Collected data:
****
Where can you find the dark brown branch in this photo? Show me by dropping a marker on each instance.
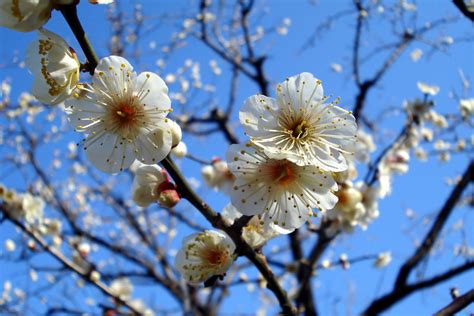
(461, 5)
(236, 234)
(86, 275)
(385, 302)
(401, 287)
(457, 305)
(305, 297)
(70, 14)
(429, 240)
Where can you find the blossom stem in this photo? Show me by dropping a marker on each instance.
(70, 14)
(235, 232)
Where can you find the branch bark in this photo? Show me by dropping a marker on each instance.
(457, 305)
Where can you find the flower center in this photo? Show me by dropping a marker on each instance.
(282, 172)
(300, 129)
(215, 256)
(125, 114)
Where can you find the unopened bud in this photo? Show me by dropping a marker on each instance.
(176, 133)
(84, 249)
(168, 195)
(180, 150)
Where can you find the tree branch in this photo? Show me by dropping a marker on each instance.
(457, 305)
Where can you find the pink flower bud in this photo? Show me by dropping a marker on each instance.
(168, 195)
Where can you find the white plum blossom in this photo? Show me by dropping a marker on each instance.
(203, 255)
(383, 259)
(24, 206)
(277, 190)
(218, 176)
(101, 1)
(124, 116)
(254, 233)
(349, 208)
(395, 161)
(180, 150)
(176, 133)
(357, 206)
(24, 15)
(466, 106)
(362, 147)
(300, 124)
(416, 54)
(10, 245)
(55, 67)
(437, 119)
(122, 288)
(145, 184)
(418, 107)
(427, 89)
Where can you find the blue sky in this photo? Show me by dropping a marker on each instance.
(423, 189)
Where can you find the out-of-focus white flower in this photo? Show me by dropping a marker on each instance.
(383, 259)
(203, 255)
(55, 67)
(362, 147)
(254, 233)
(427, 89)
(418, 107)
(24, 15)
(32, 207)
(278, 190)
(180, 150)
(395, 161)
(84, 249)
(343, 260)
(218, 176)
(145, 184)
(336, 67)
(447, 40)
(437, 119)
(176, 133)
(299, 124)
(461, 145)
(421, 154)
(141, 307)
(444, 156)
(346, 175)
(427, 134)
(101, 1)
(466, 106)
(10, 245)
(416, 54)
(357, 206)
(95, 276)
(349, 207)
(326, 264)
(52, 226)
(124, 116)
(407, 6)
(122, 288)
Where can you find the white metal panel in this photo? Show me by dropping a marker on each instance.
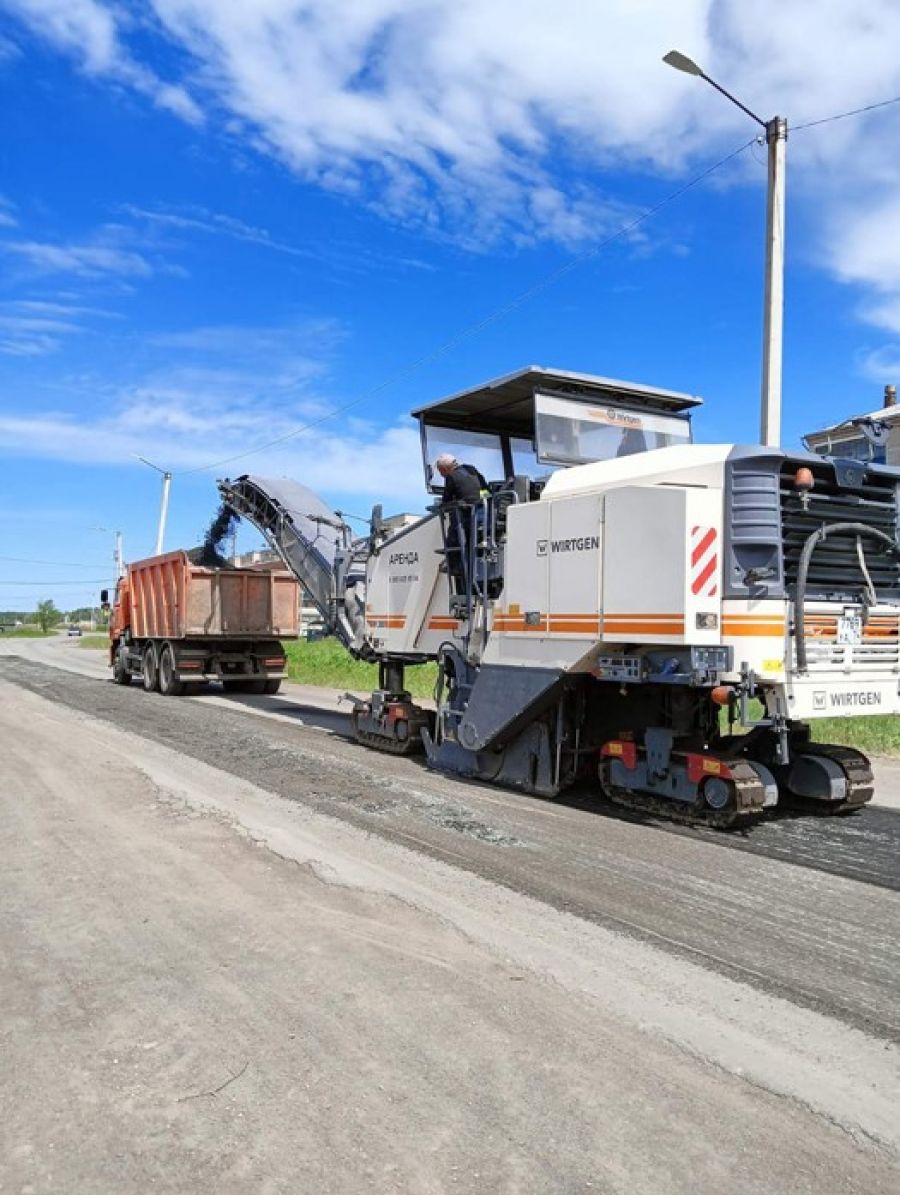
(644, 568)
(683, 465)
(525, 601)
(574, 556)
****
Give the lines of the entries above as a Markdown table with the columns Row and Line, numbering each row and leaving out blank lines and the pictures.

| Row | Line |
|---|---|
| 1 | Where can you find the dark brown branch in this photo? Show me by dropping a marker on each instance. |
| 2 | (461, 5) |
| 3 | (236, 234) |
| 4 | (86, 275) |
| 5 | (385, 302) |
| 6 | (401, 287) |
| 7 | (457, 305) |
| 8 | (305, 297) |
| 9 | (70, 14) |
| 10 | (429, 240) |
| 11 | Where can you find the blossom stem in this photo? Show me by dropping a marker on each instance. |
| 12 | (70, 14) |
| 13 | (235, 232) |
| 14 | Where can you find the branch bark in this photo? Show me by dropping a marker on each instance. |
| 15 | (457, 305) |
| 16 | Where can you find the flower center in this photo? Show me by dropping a marker on each instance. |
| 17 | (282, 172) |
| 18 | (300, 129) |
| 19 | (215, 256) |
| 20 | (125, 114) |
| 21 | Where can you find the unopened bud in this photo? Show me by dropping a marker on each instance. |
| 22 | (176, 133) |
| 23 | (84, 249) |
| 24 | (168, 195) |
| 25 | (180, 150) |
| 26 | Where can you find the tree branch in this photo? Show me by dropping a marker on each instance. |
| 27 | (457, 305) |
| 28 | Where can you find the pink flower bud in this photo? Show me by dropping a marker on each instance. |
| 29 | (168, 195) |
| 30 | Where can you find the white plum blossom in this photo? Show me by dropping a marker on each instance. |
| 31 | (203, 255) |
| 32 | (383, 259) |
| 33 | (24, 206) |
| 34 | (277, 190) |
| 35 | (218, 176) |
| 36 | (101, 1) |
| 37 | (124, 116) |
| 38 | (254, 233) |
| 39 | (349, 208) |
| 40 | (395, 161) |
| 41 | (180, 150) |
| 42 | (176, 133) |
| 43 | (357, 206) |
| 44 | (24, 15) |
| 45 | (466, 106) |
| 46 | (362, 147) |
| 47 | (300, 124) |
| 48 | (416, 54) |
| 49 | (10, 245) |
| 50 | (55, 67) |
| 51 | (437, 119) |
| 52 | (122, 288) |
| 53 | (145, 184) |
| 54 | (418, 107) |
| 55 | (427, 89) |
| 56 | Where can you find the blue sky in this photo? Show me by dropping a marker on each instance. |
| 57 | (423, 189) |
| 58 | Where can you find the out-of-focus white flower in this photo? Show me by dropping a marker on each instance. |
| 59 | (383, 259) |
| 60 | (203, 255) |
| 61 | (55, 67) |
| 62 | (362, 147) |
| 63 | (254, 233) |
| 64 | (427, 89) |
| 65 | (418, 107) |
| 66 | (24, 15) |
| 67 | (32, 207) |
| 68 | (278, 190) |
| 69 | (180, 150) |
| 70 | (395, 161) |
| 71 | (84, 249) |
| 72 | (343, 260) |
| 73 | (218, 176) |
| 74 | (145, 184) |
| 75 | (336, 67) |
| 76 | (447, 40) |
| 77 | (437, 119) |
| 78 | (176, 133) |
| 79 | (299, 124) |
| 80 | (461, 145) |
| 81 | (421, 154) |
| 82 | (141, 307) |
| 83 | (444, 156) |
| 84 | (346, 175) |
| 85 | (427, 134) |
| 86 | (101, 1) |
| 87 | (466, 106) |
| 88 | (10, 245) |
| 89 | (416, 54) |
| 90 | (357, 206) |
| 91 | (95, 276) |
| 92 | (349, 207) |
| 93 | (326, 264) |
| 94 | (52, 226) |
| 95 | (124, 116) |
| 96 | (407, 6) |
| 97 | (122, 288) |
| 98 | Where can you find the white metal panel in this photo? Show me by dropping a marker on each instance. |
| 99 | (644, 568) |
| 100 | (683, 465) |
| 101 | (525, 601) |
| 102 | (574, 556) |